** start Quoted passage **

Feature

Spying: A paradox of democracy

“Spying” has become a sensitive word for many Indonesians.

Australia’s intelligence agency, the Defense Signals Directorate, reportedly monitored President Susilo Bambang Yudhoyono’s cell phone activity for 15 days in August 2009, intercepting at least one phone call, when former prime minister Kevin Rudd was in power, according to secret documents leaked by US National Security Agency whistle-blower Edward Snowden and reported by the Australian Broadcasting Corporation.

In her latest book, Spying on Democracy, US author Heidi Boghosian, an executive director at the National Lawyer’s Guild, helps us understand how and why espionage remains inevitable in the era of democracy.

Boghosian explains that spying has been going on for thousands of years. Alexander the Great built an empire in the fourth century BC with innovations in military tactics and strategy that in their bare form continue to be used today.

Alexander used stealth and reconnaissance against enemies at war; the US government now conducts surveillance and military counterintelligence operations not just on foreign countries but also on law-abiding US citizens.

The writer noted that those citizens’ regard for spying has gone form outrage to complacency. In the 1970s, the American public was galvanized in anger toward the Federal Bureau of Investigation (FBI) and other government intelligence agencies that were spying on domestic dissidents and ordinary citizens.

For instance, Cold War fears under former FBI director J. Edgar Hoover spawned counterintelligence programs to disrupt domestic peace groups and to discredit and neutralize public figures such as Martin Luther King Jr. and leaders of political movements such as the Puerto Rican Independence Party.

This book gets even more interesting when Boghosian describes how US government intelligence agencies have also spied on the press.

On several occasions federal authorities spied on two-time Pulitzer Prize winner and member of the American Academy of Arts and Sciences, James Risen. ABC News reported in 2006 that the FBI had confirmed it was tracking the incoming and outgoing phone calls of journalists in leak investigations, without their knowledge, to determine the identities of confidential sources.

** end Quoted passage **

* _Your task_:
Rewrite the spying article between "In her latest" and "era of democracy.", inclusive, with "latest book" replaced by "newest book".

** start Extracted data **

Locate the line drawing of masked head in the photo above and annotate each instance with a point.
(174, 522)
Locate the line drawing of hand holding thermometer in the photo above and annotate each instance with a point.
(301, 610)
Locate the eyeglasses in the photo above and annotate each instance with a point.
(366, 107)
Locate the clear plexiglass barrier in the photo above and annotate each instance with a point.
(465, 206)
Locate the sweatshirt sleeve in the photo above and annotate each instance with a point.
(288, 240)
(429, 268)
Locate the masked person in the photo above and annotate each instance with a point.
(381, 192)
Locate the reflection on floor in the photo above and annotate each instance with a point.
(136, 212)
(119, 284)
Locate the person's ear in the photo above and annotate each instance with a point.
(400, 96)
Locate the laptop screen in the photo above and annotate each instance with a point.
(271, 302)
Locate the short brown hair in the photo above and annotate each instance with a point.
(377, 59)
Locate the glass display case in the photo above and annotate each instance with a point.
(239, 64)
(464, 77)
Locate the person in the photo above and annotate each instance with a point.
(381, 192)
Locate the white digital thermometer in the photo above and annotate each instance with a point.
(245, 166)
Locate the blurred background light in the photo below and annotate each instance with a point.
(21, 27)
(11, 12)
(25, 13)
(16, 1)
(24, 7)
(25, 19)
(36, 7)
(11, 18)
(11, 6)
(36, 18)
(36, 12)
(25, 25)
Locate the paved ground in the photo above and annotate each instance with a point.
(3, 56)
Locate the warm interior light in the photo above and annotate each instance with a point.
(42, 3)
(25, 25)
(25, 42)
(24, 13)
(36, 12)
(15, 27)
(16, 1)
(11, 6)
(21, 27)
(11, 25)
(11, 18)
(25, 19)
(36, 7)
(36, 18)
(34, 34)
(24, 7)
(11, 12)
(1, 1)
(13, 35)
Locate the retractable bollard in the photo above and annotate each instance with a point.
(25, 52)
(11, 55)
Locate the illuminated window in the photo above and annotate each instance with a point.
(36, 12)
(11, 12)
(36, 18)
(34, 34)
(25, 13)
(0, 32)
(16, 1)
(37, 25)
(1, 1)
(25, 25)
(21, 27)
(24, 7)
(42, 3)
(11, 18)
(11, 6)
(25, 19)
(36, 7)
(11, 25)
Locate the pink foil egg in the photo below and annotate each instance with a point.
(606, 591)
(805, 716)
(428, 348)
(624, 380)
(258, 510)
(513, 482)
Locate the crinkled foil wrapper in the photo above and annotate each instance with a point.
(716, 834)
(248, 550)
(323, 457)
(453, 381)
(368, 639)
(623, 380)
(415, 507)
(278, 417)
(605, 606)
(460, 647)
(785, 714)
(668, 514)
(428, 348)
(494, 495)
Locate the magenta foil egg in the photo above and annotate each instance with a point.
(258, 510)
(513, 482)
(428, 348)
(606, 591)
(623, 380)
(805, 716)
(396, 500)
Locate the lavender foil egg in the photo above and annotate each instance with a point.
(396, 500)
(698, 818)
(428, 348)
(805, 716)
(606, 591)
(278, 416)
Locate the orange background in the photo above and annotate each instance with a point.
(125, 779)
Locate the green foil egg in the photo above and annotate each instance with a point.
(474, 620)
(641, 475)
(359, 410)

** end Extracted data **

* _Exercise result_:
In her newest book, Spying on Democracy, US author Heidi Boghosian, an executive director at the National Lawyer’s Guild, helps us understand how and why espionage remains inevitable in the era of democracy.